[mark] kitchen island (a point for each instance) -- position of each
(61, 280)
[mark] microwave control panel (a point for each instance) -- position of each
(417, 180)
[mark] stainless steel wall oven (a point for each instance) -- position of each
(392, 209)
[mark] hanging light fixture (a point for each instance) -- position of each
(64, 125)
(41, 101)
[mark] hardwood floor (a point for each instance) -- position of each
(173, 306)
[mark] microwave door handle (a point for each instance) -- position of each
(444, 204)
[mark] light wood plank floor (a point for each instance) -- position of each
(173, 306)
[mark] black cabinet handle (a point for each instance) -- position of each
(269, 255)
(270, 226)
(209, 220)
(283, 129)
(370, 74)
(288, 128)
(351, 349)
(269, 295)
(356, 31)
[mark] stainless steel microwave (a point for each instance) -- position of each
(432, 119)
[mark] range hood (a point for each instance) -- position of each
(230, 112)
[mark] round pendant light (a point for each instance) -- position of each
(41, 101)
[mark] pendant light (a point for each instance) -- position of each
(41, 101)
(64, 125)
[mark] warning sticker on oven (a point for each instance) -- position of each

◆ Problem
Please rewrite all of the items above as a JSON list of strings, one string per line, leaving out any blank lines.

◆ The solution
[
  "[mark] kitchen island (a point for each instance) -- position of each",
  "(61, 280)",
  "[mark] microwave control panel (a point for each instance) -- position of each",
  "(417, 180)",
  "[mark] stainless steel wall oven (a point for each instance) -- position of each",
  "(392, 209)",
  "[mark] hanging light fixture (a point for each instance) -- position of each",
  "(64, 125)",
  "(41, 101)",
  "[mark] hardwood floor (a point for each instance) -- position of each",
  "(173, 306)",
  "[mark] microwave door handle (a point for each instance) -- position of each",
  "(444, 204)",
  "[mark] light wood plank floor (a point for each instance) -- position of each",
  "(173, 306)",
  "[mark] black cabinet handle (a point for each instance) -- position of each",
  "(269, 255)",
  "(270, 226)",
  "(209, 220)",
  "(283, 129)",
  "(370, 74)",
  "(288, 128)",
  "(351, 349)",
  "(269, 295)",
  "(356, 31)",
  "[mark] stainless steel microwave (a point for each instance) -- position of each",
  "(432, 119)",
  "[mark] range hood (a point for each instance) -- position of each",
  "(230, 112)",
  "[mark] round pendant light (a point for each instance) -- position of each",
  "(41, 101)",
  "[mark] pendant light (a point for each instance) -- position of each",
  "(41, 101)",
  "(64, 125)",
  "[mark] warning sticker on oven (a point for each instance) -- position of each"
]